DATA SHOWN:
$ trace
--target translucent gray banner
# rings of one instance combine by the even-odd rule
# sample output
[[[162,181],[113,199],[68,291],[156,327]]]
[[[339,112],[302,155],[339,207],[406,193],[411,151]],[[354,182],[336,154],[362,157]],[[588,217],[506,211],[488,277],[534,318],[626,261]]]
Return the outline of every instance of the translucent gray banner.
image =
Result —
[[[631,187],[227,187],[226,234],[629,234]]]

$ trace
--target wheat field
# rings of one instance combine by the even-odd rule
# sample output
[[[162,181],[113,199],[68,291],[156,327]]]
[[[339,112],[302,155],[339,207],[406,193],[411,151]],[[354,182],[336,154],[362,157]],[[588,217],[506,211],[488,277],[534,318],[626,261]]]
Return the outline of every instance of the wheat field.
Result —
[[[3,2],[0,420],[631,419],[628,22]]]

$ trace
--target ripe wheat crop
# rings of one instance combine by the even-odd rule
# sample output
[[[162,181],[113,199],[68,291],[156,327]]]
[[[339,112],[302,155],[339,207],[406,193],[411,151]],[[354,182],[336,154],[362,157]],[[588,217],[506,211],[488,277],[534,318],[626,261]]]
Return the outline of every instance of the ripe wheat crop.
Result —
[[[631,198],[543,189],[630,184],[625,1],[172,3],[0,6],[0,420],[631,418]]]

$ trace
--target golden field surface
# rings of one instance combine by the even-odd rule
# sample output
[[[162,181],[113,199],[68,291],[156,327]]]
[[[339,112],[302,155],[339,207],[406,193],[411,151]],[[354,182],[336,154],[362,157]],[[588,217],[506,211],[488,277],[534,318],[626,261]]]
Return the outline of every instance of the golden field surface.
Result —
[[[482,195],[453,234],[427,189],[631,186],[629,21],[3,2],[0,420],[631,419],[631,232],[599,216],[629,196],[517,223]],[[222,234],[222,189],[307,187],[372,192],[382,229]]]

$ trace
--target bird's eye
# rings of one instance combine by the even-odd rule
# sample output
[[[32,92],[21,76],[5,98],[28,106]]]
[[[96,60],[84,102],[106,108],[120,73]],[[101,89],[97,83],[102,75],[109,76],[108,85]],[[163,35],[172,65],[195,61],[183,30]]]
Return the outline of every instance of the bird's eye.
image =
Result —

WHAT TO WORK ON: Turn the listing above into a JSON list of strings, one string per line, leaving out blank lines.

ANSWER TO THE EXERCISE:
[
  "$ trace",
  "--target translucent gray banner",
  "# rings of one instance combine by the even-odd rule",
  "# sample output",
  "[[[162,181],[113,199],[68,291],[156,327]]]",
  "[[[339,112],[302,155],[339,207],[406,193],[411,151]],[[354,182],[336,154],[362,157]],[[588,217],[506,211],[488,277],[534,318],[626,261]]]",
  "Return the outline of every instance of the translucent gray banner.",
  "image =",
  "Result —",
  "[[[631,187],[227,187],[226,234],[629,234]]]",
  "$ trace",
  "--target wheat field",
  "# rings of one instance combine by the even-odd rule",
  "# sample output",
  "[[[162,181],[113,199],[68,291],[156,327]]]",
  "[[[339,112],[302,155],[339,207],[406,193],[411,151]],[[354,182],[336,154],[362,157]],[[588,217],[506,211],[488,277],[534,318],[626,261]]]",
  "Return the outline of every instance of the wheat field.",
  "Result —",
  "[[[3,2],[0,420],[631,419],[628,22]]]",
  "$ trace",
  "--target ripe wheat crop",
  "# rings of one instance combine by the even-odd rule",
  "# sample output",
  "[[[162,181],[113,199],[68,291],[156,327]]]",
  "[[[339,112],[302,155],[339,207],[406,193],[411,151]],[[354,182],[336,154],[362,157]],[[588,217],[506,211],[488,277],[534,318],[626,261]]]",
  "Return the outline of every instance of the ripe wheat crop.",
  "Result —",
  "[[[631,198],[543,189],[630,184],[625,1],[172,3],[0,6],[0,420],[631,418]]]",
  "$ trace",
  "--target golden field surface",
  "# rings of one instance combine by the even-odd rule",
  "# sample output",
  "[[[162,181],[113,199],[68,291],[156,327]]]",
  "[[[339,112],[302,155],[339,207],[406,193],[411,151]],[[354,182],[336,154],[362,157]],[[588,217],[506,211],[488,277],[534,318],[626,261]]]",
  "Return the outline of every instance of the golden field surface.",
  "Result —",
  "[[[482,195],[453,234],[427,189],[631,186],[629,21],[3,2],[0,420],[631,419],[631,232],[599,216],[629,196],[517,223]],[[222,234],[222,189],[307,187],[372,192],[382,229]]]",
  "$ trace",
  "--target bird's eye",
  "# rings of one instance combine by the even-odd rule",
  "# sample output",
  "[[[32,92],[21,76],[5,98],[28,106]]]",
  "[[[96,60],[84,102],[106,108],[120,73]],[[101,89],[97,83],[102,75],[109,76],[108,85]],[[163,35],[172,65],[195,61],[183,30]]]",
  "Return the outline of every instance of the bird's eye.",
  "image =",
  "Result —"
]